- Solana price produced a sell signal on January 19, resulting in a 13% crash.
- Investors can expect this correction to continue, resulting in another 17% drop.
- A daily candlestick close above $23.38 that flips it into a support floor will invalidate the bearish thesis.
Solana price shows a clear shift in the market structure after forming a local top at a crucial hurdle. This development has a chance of sliding lower and triggering a steep correction for SOL holders.
Solana price cracks under pressure
Solana price tripled between December 29, 2022, and January 16, 2023, as it rallied 212% in less than three weeks. This explosive rally hit $23.38, which is the midpoint of the 79% crash that occurred between November 5, and December 29, 2022.
This mean-reversion play pushed Solana price to produce a daily candlestick close above the $23.38 hurdle but failed to flip it into a support floor, revealing the first sign of exhaustion. Additionally, SOL lost 9% of its market value on January 18, which produced a shift in the market structure favoring the bears.

= Given entries =
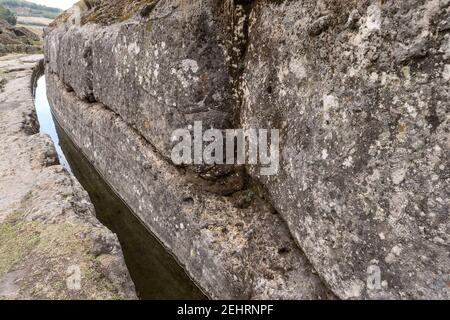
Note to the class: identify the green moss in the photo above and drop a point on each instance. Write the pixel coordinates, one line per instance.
(17, 239)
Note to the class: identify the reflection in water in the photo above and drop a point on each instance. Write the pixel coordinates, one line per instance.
(155, 272)
(46, 121)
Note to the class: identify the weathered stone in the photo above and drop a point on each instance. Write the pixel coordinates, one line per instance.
(48, 229)
(158, 73)
(229, 252)
(360, 93)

= Questions on the material =
• A. Could you rewrite the Solana price analysis between "Solana price cracks" and "December 29, 2022.", inclusive, swapping "explosive" for "powerful"?
• B. How might the Solana price analysis continue past its final sentence? Write the next part.

= Responses to the exercise =
• A.
Solana price cracks under pressure
Solana price tripled between December 29, 2022, and January 16, 2023, as it rallied 212% in less than three weeks. This powerful rally hit $23.38, which is the midpoint of the 79% crash that occurred between November 5, and December 29, 2022.

• B.
As Solana price pushes higher in a pullback, it is likely to get rejected at $22.70, resulting in a continuation of the downtrend. At the same time, the Relative Strength Index (RSI) has also slid below the overbought zone at 70.
A continuation of the selling pressure from investors booking profits could send Solana price to retest the $17.66 support level and allow the RSI to retest at 50. This move would constitute a 17% loss for SOL from the current position.
SOL/USDT 1-day chart
On the other hand, if Solana price produces a daily candlestick close above 50% Fibonacci retracement level at $23.38 and flips it into a support floor, it will invalidate the bearish thesis. In such a case, SOL could target the 62% retracement level at $27.08 or the 70.5% retracement level at $29.70 as targets for the near term.